◆ Consigne
D’après le texte sur la liberté de l’enseignement en Belgique, à quelle date l’indépendance de la Belgique est-elle proclamée ?

Contexte historique[modifier | modifier le code]

La rédaction de l’article 17 de la Constitution[modifier | modifier le code]

L’indépendance de la Belgique est proclamée le 3 octobre 1830. Le Congrès national, dont les membres sont majoritairement catholiques, se réunit le 10 novembre de la même année en vue de délibérer sur un projet de Constitution. Le mot d’ordre de cette nouvelle Constitution est la liberté, « en tout et pour tous »[1].

L’article 17, qui, dans la Constitution de 1831, proclame la liberté de l’enseignement, est le résultat d’un compromis difficile entre les libéraux et les catholiques. Les catholiques revendiquent la liberté de culte, qu’ils obtiennent (article 19), avec l’indépendance de l’Église par rapport à l’État (article 16), mais ils ne peuvent concevoir la liberté de culte sans la liberté de l’enseignement. Dans une lettre dont il fait la lecture devant l’assemblée constituante, le prince-évêque de Méan affirme en effet que « comme la religion a une connexion si intime et si nécessaire avec l’enseignement, elle ne saurait être libre si l’enseignement ne l’est aussi »[2].

La liberté de l’enseignement a été vivement débattue. Les libéraux craignent « qu’en s’emparant de l’âme des enfants, en s’immisçant dans la conscience des citoyens, l’Église ne conquière le pouvoir tout entier et ne modèle la nation à son image »[3]. La question d’une éventuelle surveillance de l’État dans l’enseignement confessionnel a ainsi pu soulever quelques difficultés. Finalement, les catholiques obtiennent gain de cause : la liberté de l’enseignement est totale, l’article 17 disposant que « l’enseignement est libre ; toute mesure préventive est interdite ; la répression des délits n’est réglée que par la loi ». Cette liberté bénéficie tant à l’Église qu’à l’État, avec la particularité, s’agissant de ce dernier, que l’instruction publique donnée à ses frais doit être réglée par la loi, pour éviter l’arbitraire[4].

Une œuvre inachevée, une interprétation ambivalente[modifier | modifier le code]

Il faut toutefois constater que les constituants se sont contentés d’une œuvre incomplète, en ce que de nombreuses questions méritaient encore leur réflexion. Parmi celles-ci, les rapports entre l’État et le culte, là où il pourrait y avoir collision entre eux, devaient encore être approfondis, notamment sur le plan de l’enseignement. Les législatures se succèdent l’une après l’autre et il faut attendre plusieurs années avant qu’une loi soit édictée à ce sujet[5].

Dans un premier temps, l’unionisme et un idéal commun de liberté ont engagé les Belges à donner aux termes relativement vagues de l’article constitutionnel une interprétation qui saurait sauvegarder la concorde entre les catholiques et les libéraux[6]. Il était pourtant prévisible que, très rapidement, cette liberté allait faire l’objet d’interprétations diverses et contradictoires, correspondant aux attentes respectives des tendances libérale et catholique. Selon les catholiques, en effet, l’instruction fait partie des missions naturelles de l’Église et en matière d’offre scolaire, l’État doit se borner à jouer un rôle supplétif, « idéalement en subsidiant des écoles catholiques, et non en ouvrant des écoles publiques qui viendraient concurrencer les premières »[7]. Du point de vue des libéraux, au contraire, « l’État se doit d’assurer une formation intellectuelle au plus grand nombre possible de citoyens » et « il lui incombe de développer son propre réseau d’enseignement »[8].

◆ Section des données
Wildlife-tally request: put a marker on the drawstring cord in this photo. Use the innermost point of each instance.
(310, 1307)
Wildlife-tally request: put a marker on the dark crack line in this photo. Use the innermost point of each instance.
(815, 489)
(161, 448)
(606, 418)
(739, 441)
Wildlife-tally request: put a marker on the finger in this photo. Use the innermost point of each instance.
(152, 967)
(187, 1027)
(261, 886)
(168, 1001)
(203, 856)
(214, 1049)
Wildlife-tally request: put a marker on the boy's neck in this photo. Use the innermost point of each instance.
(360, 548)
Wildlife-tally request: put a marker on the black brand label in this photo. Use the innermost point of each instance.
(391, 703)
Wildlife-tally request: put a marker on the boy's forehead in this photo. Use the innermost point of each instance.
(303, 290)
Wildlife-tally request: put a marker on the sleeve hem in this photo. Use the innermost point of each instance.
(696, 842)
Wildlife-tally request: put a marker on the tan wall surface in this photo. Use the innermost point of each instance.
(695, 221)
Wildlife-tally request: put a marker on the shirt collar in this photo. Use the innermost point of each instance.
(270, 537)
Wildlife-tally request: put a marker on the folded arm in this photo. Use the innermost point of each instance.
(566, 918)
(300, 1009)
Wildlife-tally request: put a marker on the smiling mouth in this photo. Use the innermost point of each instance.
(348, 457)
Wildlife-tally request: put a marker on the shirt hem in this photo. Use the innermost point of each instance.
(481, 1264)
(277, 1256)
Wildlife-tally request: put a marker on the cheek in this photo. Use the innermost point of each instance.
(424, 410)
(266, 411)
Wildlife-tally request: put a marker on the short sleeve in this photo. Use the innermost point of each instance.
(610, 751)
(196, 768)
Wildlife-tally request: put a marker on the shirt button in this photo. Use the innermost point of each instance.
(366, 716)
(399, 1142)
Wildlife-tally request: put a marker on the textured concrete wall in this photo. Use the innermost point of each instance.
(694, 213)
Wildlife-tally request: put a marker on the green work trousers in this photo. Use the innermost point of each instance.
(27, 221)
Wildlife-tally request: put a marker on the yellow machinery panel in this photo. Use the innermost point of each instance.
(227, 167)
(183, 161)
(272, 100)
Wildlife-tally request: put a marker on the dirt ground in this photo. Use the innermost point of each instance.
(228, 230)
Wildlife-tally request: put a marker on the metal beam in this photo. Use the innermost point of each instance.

◆ Résultat ci-dessous
Le 3 octobre 1830.